Below are some records; reproduce every one of them exactly.

>> Begin

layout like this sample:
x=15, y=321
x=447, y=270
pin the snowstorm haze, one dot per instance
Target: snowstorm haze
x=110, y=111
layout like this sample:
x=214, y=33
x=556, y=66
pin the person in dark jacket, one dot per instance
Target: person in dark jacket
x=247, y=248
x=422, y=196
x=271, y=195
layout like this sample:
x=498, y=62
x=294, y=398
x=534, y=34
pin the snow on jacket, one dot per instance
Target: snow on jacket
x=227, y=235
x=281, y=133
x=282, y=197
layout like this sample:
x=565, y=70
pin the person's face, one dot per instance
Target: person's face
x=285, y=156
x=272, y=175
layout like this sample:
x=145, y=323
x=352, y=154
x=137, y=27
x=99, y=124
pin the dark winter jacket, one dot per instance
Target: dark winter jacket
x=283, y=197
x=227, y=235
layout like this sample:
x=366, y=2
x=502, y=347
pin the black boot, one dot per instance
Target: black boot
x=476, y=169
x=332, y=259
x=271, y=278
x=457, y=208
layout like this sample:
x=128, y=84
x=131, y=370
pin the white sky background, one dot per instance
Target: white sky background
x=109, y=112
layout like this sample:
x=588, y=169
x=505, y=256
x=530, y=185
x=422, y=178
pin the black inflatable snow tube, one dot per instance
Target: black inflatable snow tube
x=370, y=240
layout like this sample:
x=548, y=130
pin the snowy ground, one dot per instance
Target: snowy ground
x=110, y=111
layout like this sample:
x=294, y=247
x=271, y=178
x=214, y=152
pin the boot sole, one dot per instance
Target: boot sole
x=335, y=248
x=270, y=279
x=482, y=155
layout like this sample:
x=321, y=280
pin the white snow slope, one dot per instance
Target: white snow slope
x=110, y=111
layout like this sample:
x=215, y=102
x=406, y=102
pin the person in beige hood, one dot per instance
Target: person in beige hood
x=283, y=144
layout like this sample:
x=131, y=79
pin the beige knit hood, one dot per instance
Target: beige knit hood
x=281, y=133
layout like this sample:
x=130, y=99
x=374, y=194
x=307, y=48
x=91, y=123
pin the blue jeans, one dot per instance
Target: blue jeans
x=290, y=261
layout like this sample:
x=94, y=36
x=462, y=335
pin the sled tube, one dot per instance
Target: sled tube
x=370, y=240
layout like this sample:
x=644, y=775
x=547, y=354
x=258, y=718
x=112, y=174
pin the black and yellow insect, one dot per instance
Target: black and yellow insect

>> End

# Response:
layout like this sample:
x=15, y=321
x=447, y=270
pin the snowstorm haze, one dot per instance
Target: snowstorm haze
x=110, y=111
layout like this sample:
x=214, y=33
x=556, y=66
pin the person in dark jacket, one dot per instance
Target: person in dark jacket
x=247, y=248
x=422, y=196
x=271, y=195
layout like this sample:
x=498, y=62
x=294, y=398
x=534, y=34
pin the snow on jacket, one dot per instance
Target: snow on jacket
x=227, y=235
x=281, y=133
x=282, y=197
layout like this sample:
x=565, y=70
pin the person's face, one dot per instance
Target: person's face
x=285, y=156
x=272, y=175
layout like this sample:
x=145, y=323
x=352, y=154
x=137, y=27
x=99, y=124
pin the dark winter jacket, one dot per instance
Target: dark winter jacket
x=283, y=197
x=227, y=235
layout like this sample:
x=366, y=2
x=502, y=347
pin the black boot, one dot per instance
Target: black boot
x=476, y=169
x=332, y=259
x=271, y=278
x=457, y=208
layout like this sample:
x=128, y=84
x=131, y=370
pin the white sky background, one dot per instance
Target: white sky background
x=109, y=112
layout like this sample:
x=588, y=169
x=505, y=256
x=530, y=185
x=422, y=178
pin the black inflatable snow tube, one dot per instance
Target: black inflatable snow tube
x=370, y=240
layout like this sample:
x=548, y=130
pin the snowy ground, one dot per instance
Target: snowy ground
x=110, y=111
layout like this sample:
x=294, y=247
x=271, y=178
x=214, y=152
pin the boot sole, one dot per instance
Target: boot sole
x=335, y=248
x=270, y=279
x=482, y=155
layout like this sample:
x=321, y=280
pin the white snow slope, one dot per instance
Target: white snow slope
x=110, y=111
layout like this sample:
x=215, y=102
x=406, y=102
pin the person in beige hood, one dot per instance
Target: person in beige hood
x=283, y=144
layout like this sample:
x=131, y=79
pin the beige knit hood, one dot per instance
Target: beige knit hood
x=281, y=133
layout like this sample:
x=130, y=99
x=374, y=194
x=307, y=48
x=91, y=123
pin the blue jeans, one dot per instance
Target: blue jeans
x=290, y=261
layout like this sample:
x=94, y=36
x=462, y=335
pin the sled tube, one dot per instance
Target: sled tube
x=370, y=240
layout like this sample:
x=644, y=775
x=547, y=354
x=258, y=718
x=112, y=174
pin the black and yellow insect, one dot per instance
Target: black and yellow insect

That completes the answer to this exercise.